Excerpt to read:
A few common organic chemicals found in every puddle and a bolt of lightning to get things started creates the necessary nucleotides after every thunderstorm, and from then on it's simply a matter of luck whether they hit on the double helix and start reproducing. Aristotle was right, in a sense, though 23 centuries ago he couldn't possibly have known it. Shelby looked so crestfallen that I tried to soften the blow by asking his advice on how to create a frog, but it seems he hadn't got that far, so I shut up.
To me it seems a bit weird that anyone would want to create life in a laboratory, when the time-tested procedure can so easily be enjoyed in the comfort of your own home. And anyway, if you'll just try planting late in the day when the gnats are biting, there's too darned much life around here already.
But no doubt Shelby's aim was to create artificial soldiers to fight our wars without having to resort to the immensely unpopular draft. My own view is that we should quit declaring war as a means of reviving a listless economy, and think of some other way to make people start spending money again.
Which raises the question of why they aren't spending at the required rate, and the answer, of course, is that for people, unlike governments, there comes a level of debt at which they hesitate to acquire more, thereby automatically setting the stage for a recession. But the Keynesian solution is now old hat, and we must try something else.
So my daring contribution is not to just keep reducing interest rates so as to encourage more borrowing, but to declare a moratorium on all personal debt, reimbursing creditors out of tax funds that would otherwise go to prosecuting war. If, instead of worrying about how in the world you're going to pay off your debts, you get told that come Monday you don't have any, I guarantee you'll be off to the super the same day.

Records:
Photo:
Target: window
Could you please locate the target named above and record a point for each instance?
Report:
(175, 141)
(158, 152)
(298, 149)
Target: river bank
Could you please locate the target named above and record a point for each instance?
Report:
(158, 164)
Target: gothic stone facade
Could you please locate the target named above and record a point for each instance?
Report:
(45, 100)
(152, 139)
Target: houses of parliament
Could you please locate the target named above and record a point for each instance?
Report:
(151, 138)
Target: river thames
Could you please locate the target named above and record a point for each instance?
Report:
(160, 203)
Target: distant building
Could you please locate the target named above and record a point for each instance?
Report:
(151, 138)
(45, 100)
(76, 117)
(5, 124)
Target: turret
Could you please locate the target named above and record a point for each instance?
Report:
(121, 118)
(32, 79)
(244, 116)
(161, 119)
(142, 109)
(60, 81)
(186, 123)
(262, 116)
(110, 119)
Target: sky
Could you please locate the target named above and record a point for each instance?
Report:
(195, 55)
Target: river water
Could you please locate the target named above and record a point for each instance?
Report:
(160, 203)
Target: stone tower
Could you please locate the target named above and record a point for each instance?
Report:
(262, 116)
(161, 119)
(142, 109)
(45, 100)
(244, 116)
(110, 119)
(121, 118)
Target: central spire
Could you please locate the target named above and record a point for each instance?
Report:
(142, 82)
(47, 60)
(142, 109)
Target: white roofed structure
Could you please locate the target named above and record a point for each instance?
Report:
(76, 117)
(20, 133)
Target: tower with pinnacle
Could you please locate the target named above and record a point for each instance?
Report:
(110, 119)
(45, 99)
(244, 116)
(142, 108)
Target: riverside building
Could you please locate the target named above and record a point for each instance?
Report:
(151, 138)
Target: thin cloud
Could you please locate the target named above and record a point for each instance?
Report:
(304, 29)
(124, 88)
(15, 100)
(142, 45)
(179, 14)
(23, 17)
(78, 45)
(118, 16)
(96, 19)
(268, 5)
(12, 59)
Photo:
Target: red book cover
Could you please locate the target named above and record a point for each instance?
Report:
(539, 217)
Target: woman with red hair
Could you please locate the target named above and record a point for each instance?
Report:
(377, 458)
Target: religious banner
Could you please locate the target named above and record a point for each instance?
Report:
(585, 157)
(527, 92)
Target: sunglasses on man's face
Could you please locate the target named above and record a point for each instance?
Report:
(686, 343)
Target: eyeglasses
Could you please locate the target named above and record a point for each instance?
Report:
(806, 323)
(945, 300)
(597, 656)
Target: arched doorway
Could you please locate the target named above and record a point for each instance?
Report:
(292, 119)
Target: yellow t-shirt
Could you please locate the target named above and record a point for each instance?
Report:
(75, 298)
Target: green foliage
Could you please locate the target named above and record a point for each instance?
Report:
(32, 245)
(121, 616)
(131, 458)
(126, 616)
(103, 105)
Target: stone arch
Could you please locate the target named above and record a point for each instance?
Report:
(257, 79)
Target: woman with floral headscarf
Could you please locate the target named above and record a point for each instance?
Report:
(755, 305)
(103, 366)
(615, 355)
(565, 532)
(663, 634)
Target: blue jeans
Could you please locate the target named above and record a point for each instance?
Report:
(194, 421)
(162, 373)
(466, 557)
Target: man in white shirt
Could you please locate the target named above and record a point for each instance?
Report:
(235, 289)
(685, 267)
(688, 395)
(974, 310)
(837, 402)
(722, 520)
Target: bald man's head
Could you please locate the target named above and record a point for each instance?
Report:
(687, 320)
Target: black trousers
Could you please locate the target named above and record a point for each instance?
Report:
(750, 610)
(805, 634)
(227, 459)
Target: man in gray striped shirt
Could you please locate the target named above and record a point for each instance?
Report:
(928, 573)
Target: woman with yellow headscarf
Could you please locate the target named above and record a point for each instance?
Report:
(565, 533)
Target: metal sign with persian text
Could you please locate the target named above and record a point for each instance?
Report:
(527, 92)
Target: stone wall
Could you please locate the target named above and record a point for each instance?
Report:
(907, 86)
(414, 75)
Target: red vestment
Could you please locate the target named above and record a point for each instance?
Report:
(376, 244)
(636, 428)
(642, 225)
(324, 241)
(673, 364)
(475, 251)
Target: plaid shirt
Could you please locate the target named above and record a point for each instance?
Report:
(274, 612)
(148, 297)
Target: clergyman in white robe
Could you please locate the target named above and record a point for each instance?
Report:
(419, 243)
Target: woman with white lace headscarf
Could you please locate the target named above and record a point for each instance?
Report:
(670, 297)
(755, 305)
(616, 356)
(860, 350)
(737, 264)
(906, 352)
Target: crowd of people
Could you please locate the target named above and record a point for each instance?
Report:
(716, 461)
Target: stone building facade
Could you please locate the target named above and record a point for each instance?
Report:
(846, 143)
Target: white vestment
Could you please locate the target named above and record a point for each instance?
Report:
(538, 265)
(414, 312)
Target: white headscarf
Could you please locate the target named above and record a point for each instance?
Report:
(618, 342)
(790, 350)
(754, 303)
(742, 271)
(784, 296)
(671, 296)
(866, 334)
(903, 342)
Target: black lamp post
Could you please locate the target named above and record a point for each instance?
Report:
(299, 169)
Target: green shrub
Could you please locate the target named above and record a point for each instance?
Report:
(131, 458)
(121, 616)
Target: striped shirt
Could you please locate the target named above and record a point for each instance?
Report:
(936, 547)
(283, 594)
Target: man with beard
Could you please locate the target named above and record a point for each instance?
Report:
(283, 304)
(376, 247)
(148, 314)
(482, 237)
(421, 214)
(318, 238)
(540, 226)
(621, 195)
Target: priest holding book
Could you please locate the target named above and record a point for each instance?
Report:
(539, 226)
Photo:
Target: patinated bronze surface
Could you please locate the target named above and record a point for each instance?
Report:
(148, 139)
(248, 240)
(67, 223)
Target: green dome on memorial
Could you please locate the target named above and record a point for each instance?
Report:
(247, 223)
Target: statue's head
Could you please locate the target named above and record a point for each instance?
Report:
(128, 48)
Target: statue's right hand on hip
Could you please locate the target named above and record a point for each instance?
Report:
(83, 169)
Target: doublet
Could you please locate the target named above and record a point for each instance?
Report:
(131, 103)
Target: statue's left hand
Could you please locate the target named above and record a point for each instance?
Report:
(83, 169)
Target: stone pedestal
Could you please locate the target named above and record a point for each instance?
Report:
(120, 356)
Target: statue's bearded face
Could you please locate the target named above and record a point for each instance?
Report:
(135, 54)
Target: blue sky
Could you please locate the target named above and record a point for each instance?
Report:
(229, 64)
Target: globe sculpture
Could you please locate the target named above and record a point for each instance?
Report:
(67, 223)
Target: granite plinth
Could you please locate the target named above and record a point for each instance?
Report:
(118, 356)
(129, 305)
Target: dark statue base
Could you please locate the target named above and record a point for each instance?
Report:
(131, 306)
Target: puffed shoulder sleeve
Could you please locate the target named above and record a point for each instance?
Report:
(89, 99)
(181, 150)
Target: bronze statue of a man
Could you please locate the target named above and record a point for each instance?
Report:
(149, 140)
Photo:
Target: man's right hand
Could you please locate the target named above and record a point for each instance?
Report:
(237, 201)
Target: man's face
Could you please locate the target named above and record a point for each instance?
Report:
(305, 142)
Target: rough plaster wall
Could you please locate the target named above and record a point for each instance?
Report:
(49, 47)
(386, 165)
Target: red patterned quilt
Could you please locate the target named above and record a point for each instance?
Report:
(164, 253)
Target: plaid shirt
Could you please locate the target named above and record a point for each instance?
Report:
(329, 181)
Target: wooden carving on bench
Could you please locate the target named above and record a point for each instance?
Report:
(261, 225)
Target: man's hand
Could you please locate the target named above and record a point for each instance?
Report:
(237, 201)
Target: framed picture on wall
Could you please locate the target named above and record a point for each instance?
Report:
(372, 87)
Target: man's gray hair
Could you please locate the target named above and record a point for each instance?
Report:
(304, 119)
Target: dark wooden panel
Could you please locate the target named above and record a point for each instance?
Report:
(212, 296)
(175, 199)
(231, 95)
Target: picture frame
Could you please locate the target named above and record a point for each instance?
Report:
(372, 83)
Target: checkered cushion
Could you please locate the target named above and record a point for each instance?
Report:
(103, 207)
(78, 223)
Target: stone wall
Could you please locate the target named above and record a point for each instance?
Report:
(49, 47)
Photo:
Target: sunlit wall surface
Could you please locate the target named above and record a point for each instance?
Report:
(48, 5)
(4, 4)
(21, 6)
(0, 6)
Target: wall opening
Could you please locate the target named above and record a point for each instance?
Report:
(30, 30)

Set tasks:
1) According to the passage, how would creditors be reimbursed under the proposed moratorium on personal debt?
2) Identify every line of the rows that contains the string "white", treating uppercase and lowercase letters as different.
The passage has no connection to the rows.

Answers below:
1) They would be reimbursed out of tax funds that would otherwise go to prosecuting war.

2)
Target: white roofed structure
Target: man in white shirt
Target: clergyman in white robe
Target: woman with white lace headscarf
Target: white vestment
Target: white headscarf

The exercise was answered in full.